(Collected data entries)
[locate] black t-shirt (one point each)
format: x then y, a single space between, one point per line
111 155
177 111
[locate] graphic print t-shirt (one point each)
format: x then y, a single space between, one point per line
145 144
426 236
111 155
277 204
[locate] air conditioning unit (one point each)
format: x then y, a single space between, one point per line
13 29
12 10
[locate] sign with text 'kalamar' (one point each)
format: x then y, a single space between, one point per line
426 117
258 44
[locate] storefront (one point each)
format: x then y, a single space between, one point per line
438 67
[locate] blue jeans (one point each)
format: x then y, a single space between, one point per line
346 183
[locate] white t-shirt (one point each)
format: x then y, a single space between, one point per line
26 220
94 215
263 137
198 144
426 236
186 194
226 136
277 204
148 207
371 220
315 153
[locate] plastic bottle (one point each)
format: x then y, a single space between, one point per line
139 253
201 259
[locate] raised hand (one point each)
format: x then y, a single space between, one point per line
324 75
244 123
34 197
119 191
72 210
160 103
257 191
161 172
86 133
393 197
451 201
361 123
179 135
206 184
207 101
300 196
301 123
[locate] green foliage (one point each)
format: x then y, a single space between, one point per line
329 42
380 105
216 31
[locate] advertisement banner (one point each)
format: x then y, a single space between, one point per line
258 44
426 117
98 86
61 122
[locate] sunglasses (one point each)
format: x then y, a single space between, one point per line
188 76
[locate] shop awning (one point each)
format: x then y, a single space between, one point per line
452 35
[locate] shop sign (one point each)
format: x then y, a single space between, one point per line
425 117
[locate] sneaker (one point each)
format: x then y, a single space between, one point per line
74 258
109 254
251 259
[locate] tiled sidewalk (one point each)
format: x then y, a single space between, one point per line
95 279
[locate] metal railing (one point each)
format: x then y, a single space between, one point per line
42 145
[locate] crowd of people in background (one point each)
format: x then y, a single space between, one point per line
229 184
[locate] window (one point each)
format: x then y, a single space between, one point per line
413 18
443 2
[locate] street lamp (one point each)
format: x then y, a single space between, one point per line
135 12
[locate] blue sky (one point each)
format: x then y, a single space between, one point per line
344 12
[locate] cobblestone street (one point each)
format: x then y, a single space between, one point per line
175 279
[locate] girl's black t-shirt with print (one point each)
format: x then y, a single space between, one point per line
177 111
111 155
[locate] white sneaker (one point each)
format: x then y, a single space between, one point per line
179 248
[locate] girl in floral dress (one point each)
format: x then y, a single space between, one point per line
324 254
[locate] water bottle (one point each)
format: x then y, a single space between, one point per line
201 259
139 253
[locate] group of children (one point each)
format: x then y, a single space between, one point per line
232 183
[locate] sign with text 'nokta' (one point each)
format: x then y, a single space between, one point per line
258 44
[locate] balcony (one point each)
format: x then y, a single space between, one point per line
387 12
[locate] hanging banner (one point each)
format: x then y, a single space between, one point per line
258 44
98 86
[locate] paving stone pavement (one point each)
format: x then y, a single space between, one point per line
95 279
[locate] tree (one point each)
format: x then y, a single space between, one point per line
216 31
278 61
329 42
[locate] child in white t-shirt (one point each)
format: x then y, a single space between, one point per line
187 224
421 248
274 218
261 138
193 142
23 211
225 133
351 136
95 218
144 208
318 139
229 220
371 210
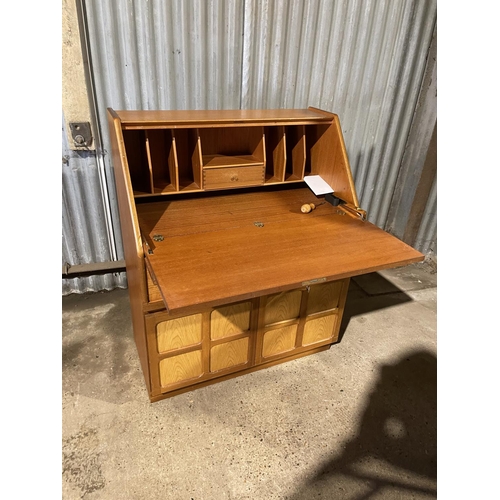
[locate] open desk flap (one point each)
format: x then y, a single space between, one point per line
213 250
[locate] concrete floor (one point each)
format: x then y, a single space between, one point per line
355 422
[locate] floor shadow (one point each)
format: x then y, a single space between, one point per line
398 429
368 293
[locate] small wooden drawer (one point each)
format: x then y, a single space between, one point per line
229 177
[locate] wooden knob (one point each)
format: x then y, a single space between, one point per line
307 207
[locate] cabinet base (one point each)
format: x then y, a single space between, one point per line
263 366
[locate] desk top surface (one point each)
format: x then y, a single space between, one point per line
222 117
230 247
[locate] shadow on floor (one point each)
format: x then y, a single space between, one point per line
398 432
368 293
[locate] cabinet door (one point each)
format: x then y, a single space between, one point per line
240 246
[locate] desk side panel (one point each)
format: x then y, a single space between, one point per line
132 243
329 159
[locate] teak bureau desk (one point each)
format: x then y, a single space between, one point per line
226 274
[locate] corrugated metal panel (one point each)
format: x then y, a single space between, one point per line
426 240
362 59
85 237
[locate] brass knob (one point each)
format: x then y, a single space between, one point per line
307 207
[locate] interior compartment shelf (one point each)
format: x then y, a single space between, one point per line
221 161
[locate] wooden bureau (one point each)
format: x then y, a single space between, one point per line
226 274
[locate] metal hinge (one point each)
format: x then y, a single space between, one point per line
81 134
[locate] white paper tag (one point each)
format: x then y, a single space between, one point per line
318 185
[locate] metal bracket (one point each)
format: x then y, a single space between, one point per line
81 134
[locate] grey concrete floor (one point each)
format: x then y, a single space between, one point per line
355 422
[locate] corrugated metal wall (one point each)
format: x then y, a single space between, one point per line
85 236
362 59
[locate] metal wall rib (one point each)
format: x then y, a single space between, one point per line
85 237
362 59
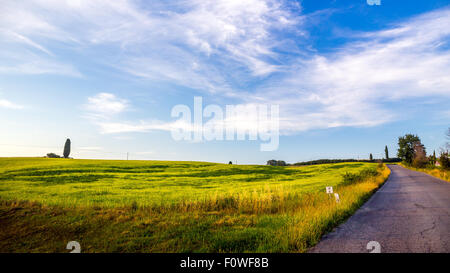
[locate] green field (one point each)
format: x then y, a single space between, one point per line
160 206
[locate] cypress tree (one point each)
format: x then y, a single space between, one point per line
67 149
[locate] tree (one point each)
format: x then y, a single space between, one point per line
448 137
420 155
67 149
444 160
406 147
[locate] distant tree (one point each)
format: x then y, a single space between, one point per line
67 149
406 147
444 160
420 155
448 137
432 159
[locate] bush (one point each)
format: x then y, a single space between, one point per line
352 178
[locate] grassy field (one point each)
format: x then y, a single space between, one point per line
436 172
156 206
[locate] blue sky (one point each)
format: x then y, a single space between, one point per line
349 78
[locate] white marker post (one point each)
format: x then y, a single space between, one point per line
337 198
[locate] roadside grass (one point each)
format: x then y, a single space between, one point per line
436 172
231 209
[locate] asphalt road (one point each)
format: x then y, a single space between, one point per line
409 214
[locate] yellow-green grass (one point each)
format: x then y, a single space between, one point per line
156 206
436 172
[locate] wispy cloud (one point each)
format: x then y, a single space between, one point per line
221 46
157 39
105 105
9 105
354 85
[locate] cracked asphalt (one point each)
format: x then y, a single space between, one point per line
410 213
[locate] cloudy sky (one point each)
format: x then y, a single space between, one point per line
349 78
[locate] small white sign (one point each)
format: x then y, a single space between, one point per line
74 246
374 246
329 190
337 198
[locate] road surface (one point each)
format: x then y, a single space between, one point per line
409 214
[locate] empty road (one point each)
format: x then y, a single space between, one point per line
409 214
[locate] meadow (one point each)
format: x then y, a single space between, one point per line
160 206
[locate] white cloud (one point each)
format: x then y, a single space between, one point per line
354 85
9 105
159 37
106 105
221 45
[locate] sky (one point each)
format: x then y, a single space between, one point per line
348 77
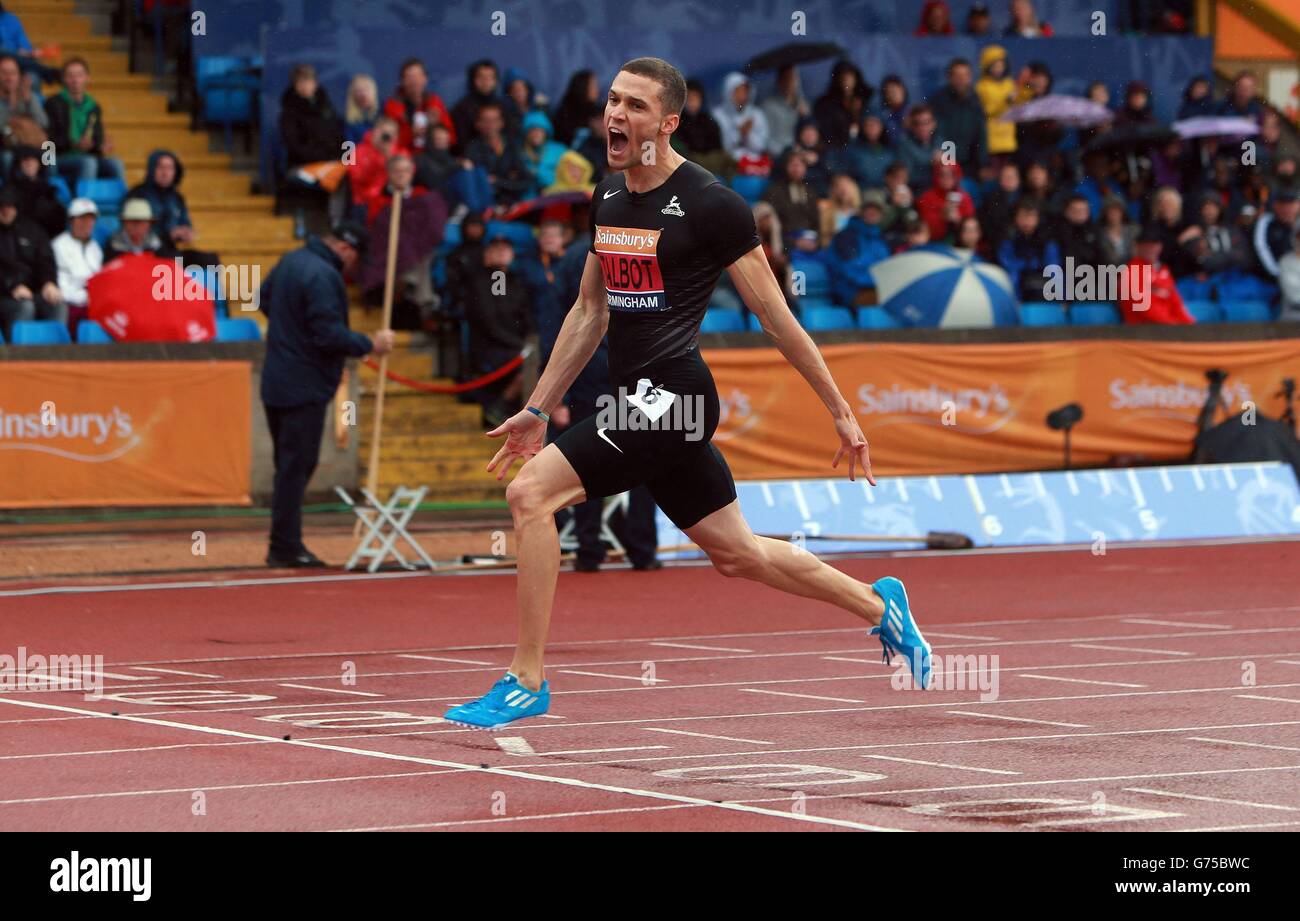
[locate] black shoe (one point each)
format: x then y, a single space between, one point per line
302 560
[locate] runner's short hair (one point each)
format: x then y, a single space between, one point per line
672 85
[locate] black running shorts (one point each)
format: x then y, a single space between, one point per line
623 446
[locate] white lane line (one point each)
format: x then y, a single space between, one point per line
1242 827
1017 720
807 696
443 658
1083 680
706 735
1142 649
625 678
173 671
514 744
358 694
1248 744
1256 696
1175 623
520 818
943 764
1207 799
455 765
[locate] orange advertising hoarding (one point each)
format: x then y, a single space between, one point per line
947 409
92 433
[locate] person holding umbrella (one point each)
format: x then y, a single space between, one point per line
307 342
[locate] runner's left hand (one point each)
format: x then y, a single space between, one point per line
525 436
853 445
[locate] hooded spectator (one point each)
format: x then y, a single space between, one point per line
414 107
744 125
481 78
936 18
945 204
840 108
571 115
37 199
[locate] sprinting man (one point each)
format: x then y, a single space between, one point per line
662 232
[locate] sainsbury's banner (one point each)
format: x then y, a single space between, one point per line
92 433
967 409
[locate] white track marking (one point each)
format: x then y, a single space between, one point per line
1083 680
121 794
308 687
706 735
1248 744
625 678
1175 623
1017 720
1281 700
520 818
1207 799
807 696
455 765
943 764
514 744
1142 649
173 671
442 658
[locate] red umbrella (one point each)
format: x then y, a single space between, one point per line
143 298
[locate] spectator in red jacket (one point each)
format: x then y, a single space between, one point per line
945 204
414 108
1152 294
369 173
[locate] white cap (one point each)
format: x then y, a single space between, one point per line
81 206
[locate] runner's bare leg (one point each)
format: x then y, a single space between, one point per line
542 487
736 550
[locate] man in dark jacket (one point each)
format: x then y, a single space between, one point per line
961 117
29 288
307 344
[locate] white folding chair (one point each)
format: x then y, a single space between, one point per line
385 524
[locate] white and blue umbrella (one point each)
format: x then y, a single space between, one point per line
940 286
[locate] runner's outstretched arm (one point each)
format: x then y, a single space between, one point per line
762 294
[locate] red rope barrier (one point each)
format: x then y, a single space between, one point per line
454 388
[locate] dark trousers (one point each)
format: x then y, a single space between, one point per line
295 433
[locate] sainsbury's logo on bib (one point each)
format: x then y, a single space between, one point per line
629 260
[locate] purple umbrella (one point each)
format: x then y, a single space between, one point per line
1065 109
1216 126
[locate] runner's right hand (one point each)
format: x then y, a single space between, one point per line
525 436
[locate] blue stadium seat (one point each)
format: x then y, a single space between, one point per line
239 329
1093 315
40 332
60 185
827 318
750 187
89 332
1204 311
1041 314
876 318
817 280
1247 311
105 225
722 321
107 194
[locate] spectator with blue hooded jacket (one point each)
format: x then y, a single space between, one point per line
856 249
307 344
540 154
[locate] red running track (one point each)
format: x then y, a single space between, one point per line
1143 690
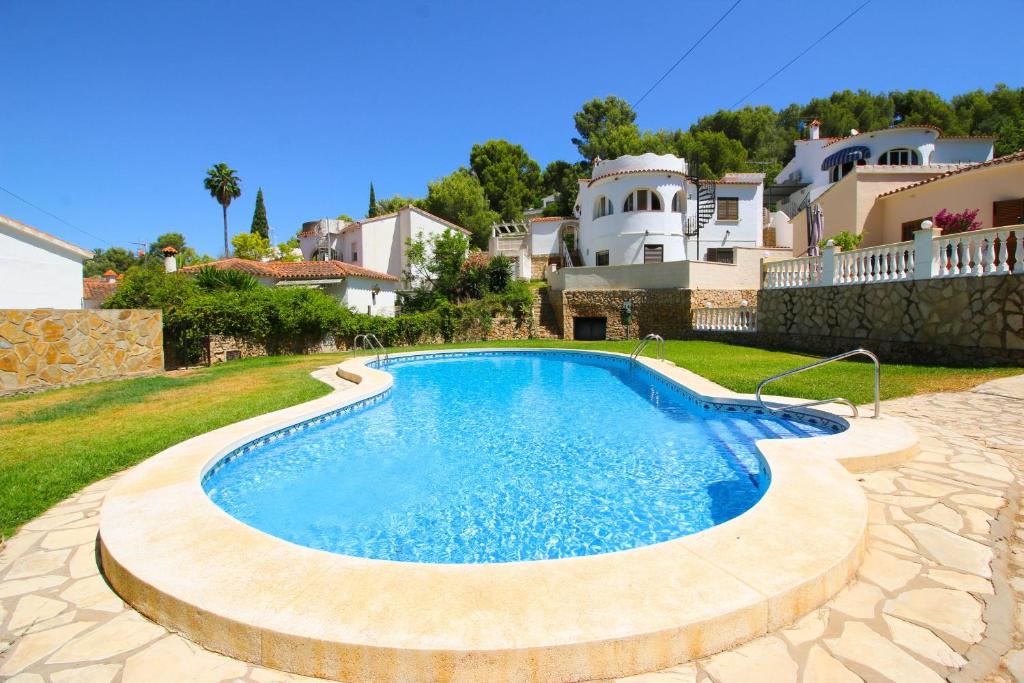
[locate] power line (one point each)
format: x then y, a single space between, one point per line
806 50
55 217
686 54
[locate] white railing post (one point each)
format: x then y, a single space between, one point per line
828 269
926 261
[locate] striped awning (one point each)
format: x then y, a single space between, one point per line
845 156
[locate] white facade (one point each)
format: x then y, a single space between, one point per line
635 209
924 146
377 244
38 270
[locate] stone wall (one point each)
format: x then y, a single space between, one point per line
956 321
49 347
660 311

• _WRITTEN INSTRUCTION_
Print the lines exactly as they appear, from the line with "[locate] white folding chair (one point each)" through the end of the items. Leave the pictures out of your copy.

• _WRITTEN REPLY_
[locate] white folding chair (one point each)
format: x then y, a single space between, one point per line
385 524
[locate] white and blue umbrella (one point each)
format: x then y, a single space between, one point per line
940 286
[locate] runner's outstretched arm (one point each)
format: x then y, a single space between, one point per line
762 294
[locate] red rope barrier (one point each)
format: x then y, a single space between, one point per line
454 388
[locate] dark trousers (one point each)
format: x then y, a single space between, one point per line
295 433
[locate] sainsbury's logo on bib (one point each)
format: x then y, a single space between, one point per line
629 260
[locate] purple umbrella (one point each)
format: x then y, a single space between, one point per line
1065 109
1216 126
[locate] runner's right hand (one point each)
format: x then y, a single space between, one point per line
525 436
[locate] blue stadium seat (one point each)
format: x then y, a single space between, one point per line
239 329
1093 315
40 332
60 185
827 318
750 187
89 332
1204 311
1041 314
876 318
817 280
1247 311
105 225
722 321
107 194
[locate] spectator with blue hooded jacket (one point each)
format: x then y, a single space between, one point per line
856 249
307 344
540 154
[locate] red running track (one point each)
format: x then y, a single space between, one point per line
1143 690
[locate] power line (one point each)
format: x then y, a single space between, one point per line
806 50
55 217
686 54
[locate] white railing post (one point each)
format: x then y, a single space between, one point per line
828 269
926 261
[locate] striped awning (one point each)
format: x then y, a single space between, one point per line
845 156
[locate] white facade (one point each)
format: x then y, a single space between, one point per line
635 209
924 146
377 244
38 270
[locate] stone wall (one point each)
format: x then y, a single space between, one point per line
956 321
49 347
660 311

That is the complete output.